◆ ЧТО НУЖНО СДЕЛАТЬ
Перепишите дословно часть приведенного ниже фрагмента о римском караване к Лилибею, которая открывается словами «Отпуская квесторов в» и завершается словами «суда с хлебом.».

◆ ФРАГМЕНТ ТЕКСТА
____
Поскольку римская армия продолжала осаждать Лилибей, то на Луция Юния была возложена обязанность доставить в ее расположение запасы продовольствия и воинского снаряжения. Был сформирован караван из 80 грузовых судов, который должны были прикрывать 60 боевых кораблей, недавно спущенных на воду. Но страх перед победоносным карфагенским флотом был так велик, что когда консул прибыл в Мессану, то приказал увеличить количество судов сопровождения до 120 и только после этого отплыл в Сиракузы (Polyb. 52). Там Пулл узнал, что легионы под Лилибеем испытывают сильную нужду в припасах, и поэтому был вынужден пойти на осознанный риск. Поскольку из Италии еще не доставили весь хлеб, а часть римских кораблей задержалась в Мессане, то консул вместе с кораблями охранения отправил 40 грузовых судов под командованием квесторов в лагерь к Лилибею (Polyb. 52). Согласно Диодору Сицилийскому, римских кораблей было больше восьмидесяти. В отличие от Полибия, Диодор привязывает свой рассказ к конкретной местности, в то время как греческий историк не приводит ни названий городов, ни названий рек, употребляя выражения «к какой-то реке» или «к одному из подчиненных римлянам городков» (Polyb. 53). На мой взгляд, в данной ситуации предпочтение все же стоит отдать Диодору, поскольку он был уроженцем Сицилии и мог знать подробности, не известные Полибию. Но если сопоставить свидетельства обоих историков, то мы увидим довольно четкую картину этих далеких событий.
Отпуская квесторов в самостоятельный рейд к Лилибею, консул играл с огнем, потому что если они наткнутся на карфагенян, то исход сражения будет предсказуем. Сам же Луций Юний остался в Сиракузах и поджидал отставшие суда с хлебом.
____
(Записанные данные)
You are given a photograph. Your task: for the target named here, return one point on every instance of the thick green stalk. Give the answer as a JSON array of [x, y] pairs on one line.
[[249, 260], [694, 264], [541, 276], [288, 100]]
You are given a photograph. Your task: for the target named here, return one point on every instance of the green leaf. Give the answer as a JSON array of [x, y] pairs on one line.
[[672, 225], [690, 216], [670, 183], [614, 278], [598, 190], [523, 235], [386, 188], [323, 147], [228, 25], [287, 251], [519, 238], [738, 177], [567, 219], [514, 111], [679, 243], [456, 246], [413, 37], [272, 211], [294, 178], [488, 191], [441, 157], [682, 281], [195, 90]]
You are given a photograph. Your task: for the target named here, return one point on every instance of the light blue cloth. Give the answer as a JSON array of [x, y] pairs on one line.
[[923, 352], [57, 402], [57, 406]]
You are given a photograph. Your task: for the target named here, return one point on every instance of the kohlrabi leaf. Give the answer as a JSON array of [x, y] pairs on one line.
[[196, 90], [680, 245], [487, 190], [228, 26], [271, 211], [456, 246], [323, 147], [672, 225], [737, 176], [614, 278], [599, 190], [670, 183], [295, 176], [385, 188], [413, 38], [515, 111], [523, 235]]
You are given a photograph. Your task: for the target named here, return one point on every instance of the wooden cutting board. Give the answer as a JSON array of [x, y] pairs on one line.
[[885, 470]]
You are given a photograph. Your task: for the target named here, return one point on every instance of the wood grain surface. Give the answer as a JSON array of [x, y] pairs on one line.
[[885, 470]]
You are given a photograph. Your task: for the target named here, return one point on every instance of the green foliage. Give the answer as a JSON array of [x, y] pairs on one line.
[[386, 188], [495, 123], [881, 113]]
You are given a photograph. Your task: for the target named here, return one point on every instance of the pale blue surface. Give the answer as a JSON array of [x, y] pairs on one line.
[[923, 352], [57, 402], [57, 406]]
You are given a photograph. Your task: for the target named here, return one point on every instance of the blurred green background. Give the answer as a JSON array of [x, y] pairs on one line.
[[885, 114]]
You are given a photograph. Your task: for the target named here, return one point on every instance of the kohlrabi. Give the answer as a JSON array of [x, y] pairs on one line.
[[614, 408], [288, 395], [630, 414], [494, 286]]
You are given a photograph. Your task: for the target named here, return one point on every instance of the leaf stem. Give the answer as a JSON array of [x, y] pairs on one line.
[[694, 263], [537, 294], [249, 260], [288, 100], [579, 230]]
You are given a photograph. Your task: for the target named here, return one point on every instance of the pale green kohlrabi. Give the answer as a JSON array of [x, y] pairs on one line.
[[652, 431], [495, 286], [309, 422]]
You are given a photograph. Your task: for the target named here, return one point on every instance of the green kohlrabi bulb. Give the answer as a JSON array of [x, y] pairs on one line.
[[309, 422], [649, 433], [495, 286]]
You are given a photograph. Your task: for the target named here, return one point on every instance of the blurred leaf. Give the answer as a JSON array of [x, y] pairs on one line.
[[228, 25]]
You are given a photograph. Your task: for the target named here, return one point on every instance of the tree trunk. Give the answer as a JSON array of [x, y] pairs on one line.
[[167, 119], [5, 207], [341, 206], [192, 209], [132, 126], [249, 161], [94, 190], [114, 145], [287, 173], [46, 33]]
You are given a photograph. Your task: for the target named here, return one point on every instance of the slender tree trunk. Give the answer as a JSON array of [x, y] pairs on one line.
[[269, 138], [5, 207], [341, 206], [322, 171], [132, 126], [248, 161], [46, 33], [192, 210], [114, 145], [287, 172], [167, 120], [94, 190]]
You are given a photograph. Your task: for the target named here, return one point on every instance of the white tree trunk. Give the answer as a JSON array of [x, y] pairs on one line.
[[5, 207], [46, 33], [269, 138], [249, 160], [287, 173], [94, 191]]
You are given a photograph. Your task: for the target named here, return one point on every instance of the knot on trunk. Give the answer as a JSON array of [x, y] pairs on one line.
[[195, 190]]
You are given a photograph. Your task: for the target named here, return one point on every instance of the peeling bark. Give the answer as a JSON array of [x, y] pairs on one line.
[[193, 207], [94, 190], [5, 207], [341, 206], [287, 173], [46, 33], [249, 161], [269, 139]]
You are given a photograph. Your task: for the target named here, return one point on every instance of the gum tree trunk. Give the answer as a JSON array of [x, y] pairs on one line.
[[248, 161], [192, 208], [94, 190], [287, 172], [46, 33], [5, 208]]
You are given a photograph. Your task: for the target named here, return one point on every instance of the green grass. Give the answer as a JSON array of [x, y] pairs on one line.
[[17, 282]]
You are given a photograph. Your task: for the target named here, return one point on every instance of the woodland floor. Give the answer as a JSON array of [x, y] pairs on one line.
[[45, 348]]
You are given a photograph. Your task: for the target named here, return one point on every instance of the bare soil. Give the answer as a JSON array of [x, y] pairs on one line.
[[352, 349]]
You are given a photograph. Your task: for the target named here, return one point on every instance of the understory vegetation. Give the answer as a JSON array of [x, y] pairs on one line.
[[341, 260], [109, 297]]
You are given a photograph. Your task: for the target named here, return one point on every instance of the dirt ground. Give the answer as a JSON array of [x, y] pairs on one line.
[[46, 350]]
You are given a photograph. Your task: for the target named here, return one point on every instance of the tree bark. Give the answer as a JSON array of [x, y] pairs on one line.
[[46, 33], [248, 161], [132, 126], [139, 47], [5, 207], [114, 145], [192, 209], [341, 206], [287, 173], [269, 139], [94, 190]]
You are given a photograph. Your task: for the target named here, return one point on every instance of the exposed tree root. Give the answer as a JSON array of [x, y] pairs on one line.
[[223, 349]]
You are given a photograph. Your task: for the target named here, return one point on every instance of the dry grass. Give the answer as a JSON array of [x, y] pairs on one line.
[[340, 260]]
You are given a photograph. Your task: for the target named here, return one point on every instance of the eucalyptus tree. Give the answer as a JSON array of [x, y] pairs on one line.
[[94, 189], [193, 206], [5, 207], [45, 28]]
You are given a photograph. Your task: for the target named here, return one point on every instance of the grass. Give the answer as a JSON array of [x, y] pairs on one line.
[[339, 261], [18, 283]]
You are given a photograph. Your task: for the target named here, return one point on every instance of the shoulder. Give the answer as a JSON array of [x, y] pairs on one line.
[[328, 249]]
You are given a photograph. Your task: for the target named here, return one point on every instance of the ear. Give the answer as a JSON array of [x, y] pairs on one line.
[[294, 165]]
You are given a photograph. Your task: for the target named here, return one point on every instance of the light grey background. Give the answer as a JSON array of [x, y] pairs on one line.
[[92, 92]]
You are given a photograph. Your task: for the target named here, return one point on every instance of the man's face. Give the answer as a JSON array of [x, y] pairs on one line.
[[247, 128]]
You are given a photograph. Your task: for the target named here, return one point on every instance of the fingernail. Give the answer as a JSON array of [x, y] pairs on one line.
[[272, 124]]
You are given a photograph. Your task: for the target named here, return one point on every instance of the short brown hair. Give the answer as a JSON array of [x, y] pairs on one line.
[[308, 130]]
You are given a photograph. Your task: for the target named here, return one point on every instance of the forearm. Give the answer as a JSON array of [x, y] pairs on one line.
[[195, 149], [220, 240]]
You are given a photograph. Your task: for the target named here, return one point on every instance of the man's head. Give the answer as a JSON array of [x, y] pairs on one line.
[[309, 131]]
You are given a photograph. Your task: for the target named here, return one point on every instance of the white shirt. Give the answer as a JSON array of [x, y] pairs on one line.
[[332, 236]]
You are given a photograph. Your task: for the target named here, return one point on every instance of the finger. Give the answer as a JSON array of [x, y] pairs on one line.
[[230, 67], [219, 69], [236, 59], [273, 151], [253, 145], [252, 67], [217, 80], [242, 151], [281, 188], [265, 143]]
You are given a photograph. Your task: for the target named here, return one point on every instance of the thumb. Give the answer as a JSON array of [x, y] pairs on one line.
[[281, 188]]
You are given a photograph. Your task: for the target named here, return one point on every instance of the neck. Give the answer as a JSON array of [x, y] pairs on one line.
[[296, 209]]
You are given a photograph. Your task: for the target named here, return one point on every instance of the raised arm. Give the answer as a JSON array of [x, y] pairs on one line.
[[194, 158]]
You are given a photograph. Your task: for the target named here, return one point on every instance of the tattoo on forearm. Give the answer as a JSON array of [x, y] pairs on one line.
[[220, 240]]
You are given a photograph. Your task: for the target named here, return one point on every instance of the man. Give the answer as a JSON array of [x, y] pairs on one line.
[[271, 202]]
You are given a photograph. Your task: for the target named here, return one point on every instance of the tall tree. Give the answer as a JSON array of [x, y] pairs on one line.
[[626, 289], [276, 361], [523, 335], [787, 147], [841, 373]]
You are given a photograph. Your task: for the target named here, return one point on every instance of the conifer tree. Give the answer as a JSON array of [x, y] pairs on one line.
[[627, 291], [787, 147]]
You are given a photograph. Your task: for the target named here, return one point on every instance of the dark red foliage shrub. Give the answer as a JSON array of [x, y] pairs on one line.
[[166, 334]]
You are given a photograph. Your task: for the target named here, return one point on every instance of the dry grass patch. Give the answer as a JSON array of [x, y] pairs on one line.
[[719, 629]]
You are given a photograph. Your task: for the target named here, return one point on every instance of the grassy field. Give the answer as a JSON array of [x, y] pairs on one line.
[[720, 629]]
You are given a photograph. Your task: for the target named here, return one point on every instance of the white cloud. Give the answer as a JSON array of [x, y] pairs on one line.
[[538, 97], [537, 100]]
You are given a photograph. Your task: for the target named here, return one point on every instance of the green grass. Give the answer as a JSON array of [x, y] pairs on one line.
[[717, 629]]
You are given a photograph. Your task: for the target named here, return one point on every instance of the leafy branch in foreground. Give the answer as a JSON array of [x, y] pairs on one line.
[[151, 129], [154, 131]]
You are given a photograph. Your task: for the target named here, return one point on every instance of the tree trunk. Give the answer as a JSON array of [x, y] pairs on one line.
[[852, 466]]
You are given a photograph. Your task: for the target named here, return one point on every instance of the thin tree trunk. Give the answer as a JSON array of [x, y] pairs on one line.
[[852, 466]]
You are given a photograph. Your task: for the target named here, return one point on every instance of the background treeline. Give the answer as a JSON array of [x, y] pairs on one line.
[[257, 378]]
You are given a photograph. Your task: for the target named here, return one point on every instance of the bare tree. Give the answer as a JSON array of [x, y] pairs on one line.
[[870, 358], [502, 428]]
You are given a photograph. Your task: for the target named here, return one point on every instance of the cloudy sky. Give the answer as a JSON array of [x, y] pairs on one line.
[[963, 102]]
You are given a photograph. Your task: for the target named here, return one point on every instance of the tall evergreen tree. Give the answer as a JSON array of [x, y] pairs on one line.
____
◆ РЕЗУЛЬТАТ ЗАДАНИЯ
Отпуская квесторов в самостоятельный рейд к Лилибею, консул играл с огнем, потому что если они наткнутся на карфагенян, то исход сражения будет предсказуем. Сам же Луций Юний остался в Сиракузах и поджидал отставшие суда с хлебом.